* Work task *
Please reproduce word for word the part of the maritime seminar address starting with "Norway has identified" and going on through "vulnerable Barents Sea.".

* Extracted text *
--

Maritime Seminar in Istanbul: Opening address
Your Excellencies, distinguished guests, ladies and gentlemen,
I am happy to be here Istanbul for the first time, after two exciting days with a full and interesting program in Ankara. Later today, I look forward to visit the Aya Sofia, the Blue Mosque and to a boat trip on the Bosporos straits. These are all places that so many Norwegians have appreciated to see. As many as 200 000 Norwegians visit Turkey for their holidays every year – and enjoy the Turkish hospitality.
For coastal nations, such as Turkey and Norway, the sea has always been a decisive factor in providing a living. It has brought us food, and it has enabled us to travel vast distances by ship for trade and exploration. The Vikings are often held out as experts in taking advantage of the opportunities offered by the seas. A thousand years ago, Norwegian Vikings even travelled to Miklagard, which was the Old Norse name for today’s Istanbul. In recent history the sea has been vital for our modern industrial development and in shaping our cultures. It links continents through maritime transportation routes, indispensable to modern world trade, and it plays a vital role to preserve a sustainable environment.
We have witnessed how climate change reached the top of the international agenda with remarkable speed. This is due to the urgency of the situation.
Norway has identified four areas where we believe our country can make a difference in countering climate change, and where we will seek to work in partnership with others. One of these four areas is shipping, a sector with a huge potential for reducing emissions. The others are carbon capture and storage, conservation of rain forests and protection of the world’s polar areas.
Our two countries also face the same challenges in terms of protecting the sea and our coastal waters from pollution - Turkey in the strategically important Strait of Bosporus, Norway in the vulnerable Barents Sea.

--

* Provided information *
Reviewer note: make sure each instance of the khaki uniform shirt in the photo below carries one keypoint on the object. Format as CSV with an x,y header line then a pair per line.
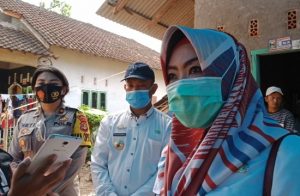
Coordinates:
x,y
33,128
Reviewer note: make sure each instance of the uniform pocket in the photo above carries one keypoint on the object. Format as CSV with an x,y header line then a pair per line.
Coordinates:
x,y
119,139
25,139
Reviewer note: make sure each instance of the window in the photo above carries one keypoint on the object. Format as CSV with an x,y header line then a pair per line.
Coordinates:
x,y
85,98
94,99
292,19
102,101
253,28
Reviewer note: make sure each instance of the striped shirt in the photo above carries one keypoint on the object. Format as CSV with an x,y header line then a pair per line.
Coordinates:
x,y
285,119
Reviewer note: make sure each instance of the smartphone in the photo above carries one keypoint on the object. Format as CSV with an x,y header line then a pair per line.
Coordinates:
x,y
61,145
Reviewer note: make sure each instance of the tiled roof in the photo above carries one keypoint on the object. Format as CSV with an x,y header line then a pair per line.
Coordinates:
x,y
86,38
21,41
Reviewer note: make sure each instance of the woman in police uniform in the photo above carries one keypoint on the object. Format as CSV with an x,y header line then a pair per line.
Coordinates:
x,y
51,116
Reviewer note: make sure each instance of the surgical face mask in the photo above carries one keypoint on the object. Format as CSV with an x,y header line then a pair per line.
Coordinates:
x,y
48,93
138,99
196,101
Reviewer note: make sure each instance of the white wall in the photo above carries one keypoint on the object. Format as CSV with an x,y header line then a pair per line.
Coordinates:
x,y
75,64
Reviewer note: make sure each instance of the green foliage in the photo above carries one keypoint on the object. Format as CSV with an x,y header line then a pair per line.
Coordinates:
x,y
58,6
94,119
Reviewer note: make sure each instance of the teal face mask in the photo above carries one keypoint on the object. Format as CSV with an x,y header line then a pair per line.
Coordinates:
x,y
138,99
195,101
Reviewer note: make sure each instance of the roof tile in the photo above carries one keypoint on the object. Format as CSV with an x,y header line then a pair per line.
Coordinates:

--

* Task solution *
Norway has identified four areas where we believe our country can make a difference in countering climate change, and where we will seek to work in partnership with others. One of these four areas is shipping, a sector with a huge potential for reducing emissions. The others are carbon capture and storage, conservation of rain forests and protection of the world’s polar areas.
Our two countries also face the same challenges in terms of protecting the sea and our coastal waters from pollution - Turkey in the strategically important Strait of Bosporus, Norway in the vulnerable Barents Sea.